### 练习题目 1
根据下文中关于Ambari安装与HDFS监控的文字回答：
(a) 架构图中用什么做元数据存储？
(b) 安装Ambari Server用哪条命令？
(c) HDFS健康检查脚本的文件名是什么？
### 练习题目 2
请原样抄录下文中关于Ambari安装与HDFS监控的文字，从“# 配置Ambari仓库”起，到“# 安装Ambari Agent(所有节点)”为止（含这一处）。
### 练习题目 3
下文中关于Ambari安装与HDFS健康检查的文字在何处停下，就请从那里接着往下写。

### 选文
——

Ambari Server → Ambari Agents → Hadoop Services
     ↓
PostgreSQL (元数据存储)
     ↓
Web UI (监控界面)

Ambari安装

# 配置Ambari仓库
wget -O /etc/yum.repos.d/ambari.repo http://public-repo-1.hortonworks.com/ambari/centos7/2.x/updates/2.7.5.0/ambari.repo

# 安装Ambari Server
yum install -y ambari-server

# 安装Ambari Agent(所有节点)
yum install -y ambari-agent

# 配置Ambari Server
ambari-server setup

# 启动Ambari
ambari-server start
ambari-agent start

4.2 自定义监控脚本

HDFS健康检查脚本

#!/bin/bash
# hdfs_health_check.sh

echo "=== HDFS健康检查报告 ==="
echo "检查时间: $(date)"

# 1. 检查NameNode状态
echo -e "\n1. NameNode状态:"
hdfs haadmin -getServiceState nn1 2>/dev/null || echo "NameNode1: 无法连接"
hdfs haadmin -getServiceState nn2 2>/dev/null || echo "NameNode2: 无法连接"

# 2. 检查HDFS空间使用
echo -e "\n2. HDFS空间使用:"
hdfs dfsadmin -report | grep -E "Configured Capacity|Present Capacity|DFS Used|DFS Remaining"

# 3. 检查DataNode状态
echo -e "\n3. DataNode状态:"
LIVE_NODES=$(hdfs dfsadmin -report | grep "Live datanodes" | awk '{print $3}')
DEAD_NODES=$(hdfs dfsadmin -report | grep "Dead datanodes" | awk '{print $3}')

——

### 收集资料
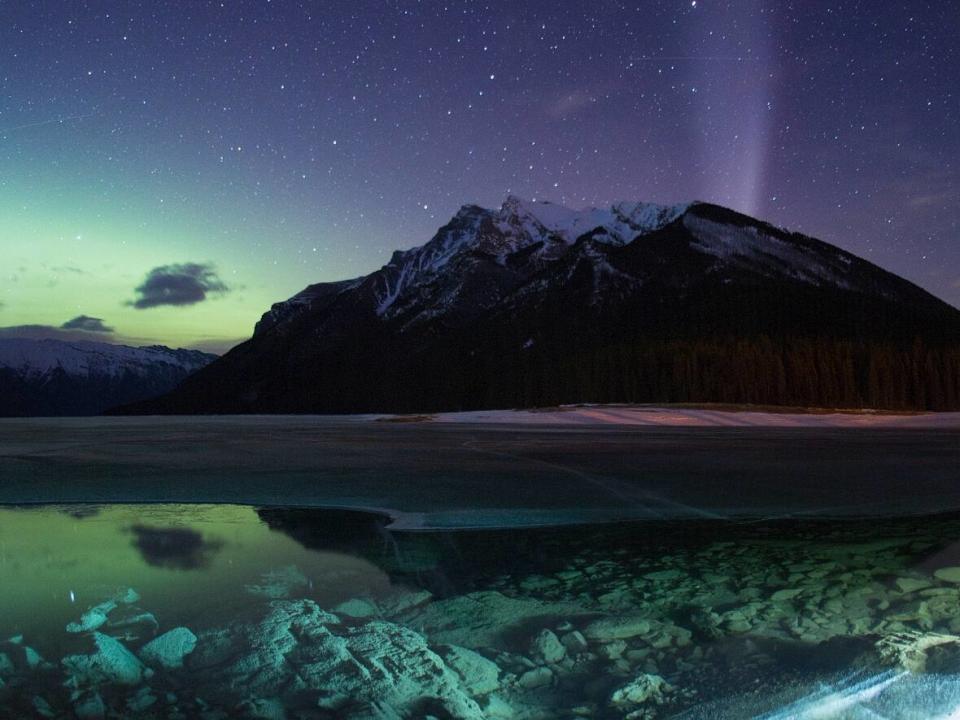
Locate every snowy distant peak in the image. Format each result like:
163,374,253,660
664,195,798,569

——

### 参考答案 1
(a) PostgreSQL
(b) yum install -y ambari-server
(c) hdfs_health_check.sh

### 参考答案 2
# 配置Ambari仓库
wget -O /etc/yum.repos.d/ambari.repo http://public-repo-1.hortonworks.com/ambari/centos7/2.x/updates/2.7.5.0/ambari.repo

# 安装Ambari Server
yum install -y ambari-server

# 安装Ambari Agent(所有节点)

### 参考答案 3
echo "存活节点: $LIVE_NODES"
echo "死亡节点: $DEAD_NODES"

# 4. 检查块状态
echo -e "\n4. 块状态:"
UNDER_REPLICATED=$(hdfs fsck / -blocks 2>/dev/null | grep "Under replicated" | awk '{print $3}')
MISSING_BLOCKS=$(hdfs fsck / -blocks 2>/dev/null | grep "Missing blocks" | awk '{print $3}')
echo "副本不足块数: ${UNDER_REPLICATED:-0}"
echo "缺失块数: ${MISSING_BLOCKS:-0}"

# 5. 检查安全模式
echo -e "\n5. 安全模式:"
hdfs dfsadmin -safemode get

# 6. 生成告警
if [ "$DEAD_NODES" -gt 0 ]; then
    echo "告警: 发现 $DEAD_NODES 个死亡节点!"
fi

if [ "${MISSING_BLOCKS:-0}" -gt 0 ]; then
    echo "告警: 发现 $MISSING_BLOCKS 个缺失块!"
fi

YARN资源监控脚本

#!/bin/bash
# yarn_monitor.sh

echo "=== YARN资源监控报告 ==="
echo "检查时间: $(date)"

# 1. 获取集群指标
CLUSTER_METRICS=$(curl -s "http://hadoop-master:8088/ws/v1/cluster/metrics")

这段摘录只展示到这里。